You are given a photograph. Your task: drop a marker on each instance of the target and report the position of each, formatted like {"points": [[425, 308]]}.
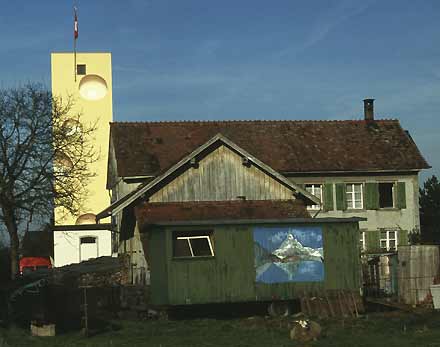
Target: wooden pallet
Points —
{"points": [[335, 303]]}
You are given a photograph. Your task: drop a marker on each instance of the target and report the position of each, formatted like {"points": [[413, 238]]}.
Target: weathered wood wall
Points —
{"points": [[418, 266], [222, 176], [230, 275]]}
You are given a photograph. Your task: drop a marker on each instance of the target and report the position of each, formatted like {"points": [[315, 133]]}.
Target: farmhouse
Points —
{"points": [[199, 177]]}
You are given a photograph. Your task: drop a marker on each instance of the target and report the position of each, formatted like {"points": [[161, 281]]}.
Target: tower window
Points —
{"points": [[81, 69]]}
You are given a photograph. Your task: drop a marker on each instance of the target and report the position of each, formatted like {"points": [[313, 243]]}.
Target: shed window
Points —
{"points": [[388, 240], [354, 196], [193, 244], [88, 239], [386, 195], [316, 190]]}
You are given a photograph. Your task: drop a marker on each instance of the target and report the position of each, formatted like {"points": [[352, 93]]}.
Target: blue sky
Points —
{"points": [[284, 59]]}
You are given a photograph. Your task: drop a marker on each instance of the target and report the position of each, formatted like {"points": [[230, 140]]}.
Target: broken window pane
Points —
{"points": [[193, 244]]}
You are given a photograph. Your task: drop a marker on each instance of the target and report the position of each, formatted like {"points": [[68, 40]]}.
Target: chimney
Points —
{"points": [[369, 109]]}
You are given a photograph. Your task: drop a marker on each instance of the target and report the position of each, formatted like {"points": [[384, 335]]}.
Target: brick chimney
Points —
{"points": [[369, 109]]}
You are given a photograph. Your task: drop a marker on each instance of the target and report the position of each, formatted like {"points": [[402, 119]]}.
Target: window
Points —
{"points": [[362, 241], [388, 240], [386, 195], [193, 244], [88, 239], [316, 190], [354, 196]]}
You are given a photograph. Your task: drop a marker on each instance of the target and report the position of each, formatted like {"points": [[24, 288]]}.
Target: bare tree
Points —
{"points": [[45, 152]]}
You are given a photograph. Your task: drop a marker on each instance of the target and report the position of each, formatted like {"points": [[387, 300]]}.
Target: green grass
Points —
{"points": [[385, 329]]}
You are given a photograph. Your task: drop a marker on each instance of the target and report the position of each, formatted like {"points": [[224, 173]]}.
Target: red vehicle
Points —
{"points": [[28, 264]]}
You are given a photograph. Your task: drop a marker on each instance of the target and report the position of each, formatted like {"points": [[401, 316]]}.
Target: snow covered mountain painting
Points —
{"points": [[288, 254]]}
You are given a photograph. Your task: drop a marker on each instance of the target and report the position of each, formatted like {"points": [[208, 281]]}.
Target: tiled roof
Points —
{"points": [[150, 213], [287, 146]]}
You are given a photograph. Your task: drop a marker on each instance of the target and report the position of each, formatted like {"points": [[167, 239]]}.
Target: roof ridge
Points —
{"points": [[264, 121]]}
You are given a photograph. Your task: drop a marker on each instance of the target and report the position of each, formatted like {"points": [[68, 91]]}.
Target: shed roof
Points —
{"points": [[153, 213], [150, 148]]}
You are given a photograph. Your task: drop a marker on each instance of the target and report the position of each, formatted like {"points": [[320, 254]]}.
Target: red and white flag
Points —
{"points": [[75, 25]]}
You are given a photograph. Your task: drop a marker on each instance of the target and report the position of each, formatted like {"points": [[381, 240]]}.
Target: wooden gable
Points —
{"points": [[221, 175]]}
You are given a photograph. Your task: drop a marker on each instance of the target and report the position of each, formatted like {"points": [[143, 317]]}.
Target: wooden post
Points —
{"points": [[330, 306]]}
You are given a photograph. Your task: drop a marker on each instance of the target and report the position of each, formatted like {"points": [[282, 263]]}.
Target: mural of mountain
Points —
{"points": [[284, 255], [292, 249]]}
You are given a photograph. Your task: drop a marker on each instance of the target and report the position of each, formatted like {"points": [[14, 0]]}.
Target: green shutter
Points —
{"points": [[372, 240], [328, 196], [341, 199], [402, 238], [401, 195], [371, 196]]}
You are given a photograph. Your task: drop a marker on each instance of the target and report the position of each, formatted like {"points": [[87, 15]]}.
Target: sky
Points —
{"points": [[282, 59]]}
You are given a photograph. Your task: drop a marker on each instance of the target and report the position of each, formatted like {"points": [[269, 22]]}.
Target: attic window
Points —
{"points": [[193, 244], [316, 190], [386, 198]]}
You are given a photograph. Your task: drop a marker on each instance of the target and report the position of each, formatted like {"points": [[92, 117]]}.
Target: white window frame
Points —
{"points": [[314, 186], [388, 239], [362, 240], [189, 238], [353, 195]]}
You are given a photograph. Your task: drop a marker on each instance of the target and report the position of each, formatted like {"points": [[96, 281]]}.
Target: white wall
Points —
{"points": [[67, 245], [406, 219]]}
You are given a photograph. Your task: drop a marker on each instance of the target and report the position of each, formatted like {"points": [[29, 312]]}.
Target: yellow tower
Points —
{"points": [[91, 89]]}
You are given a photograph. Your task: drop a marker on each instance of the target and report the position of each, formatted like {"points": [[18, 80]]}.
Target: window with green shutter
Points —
{"points": [[401, 195], [328, 197], [371, 196], [341, 202]]}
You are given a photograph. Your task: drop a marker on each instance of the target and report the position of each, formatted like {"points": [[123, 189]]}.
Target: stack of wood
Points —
{"points": [[332, 303], [99, 272]]}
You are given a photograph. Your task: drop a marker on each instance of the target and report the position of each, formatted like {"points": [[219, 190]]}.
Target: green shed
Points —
{"points": [[236, 259]]}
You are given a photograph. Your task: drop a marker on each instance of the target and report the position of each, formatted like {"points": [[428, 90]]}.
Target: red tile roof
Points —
{"points": [[287, 146], [149, 213]]}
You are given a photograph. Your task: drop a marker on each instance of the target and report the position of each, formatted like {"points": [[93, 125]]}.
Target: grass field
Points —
{"points": [[379, 329]]}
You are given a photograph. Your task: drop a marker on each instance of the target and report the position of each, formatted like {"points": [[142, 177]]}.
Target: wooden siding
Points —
{"points": [[222, 176], [418, 267], [230, 275]]}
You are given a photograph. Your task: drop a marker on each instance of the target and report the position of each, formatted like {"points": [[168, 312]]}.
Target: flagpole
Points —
{"points": [[75, 37]]}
..............................
## TRY IT
Present each line from the listing that holds the string "white".

## ANSWER SECTION
Target: red and white flag
Target: white window frame
Target: white wall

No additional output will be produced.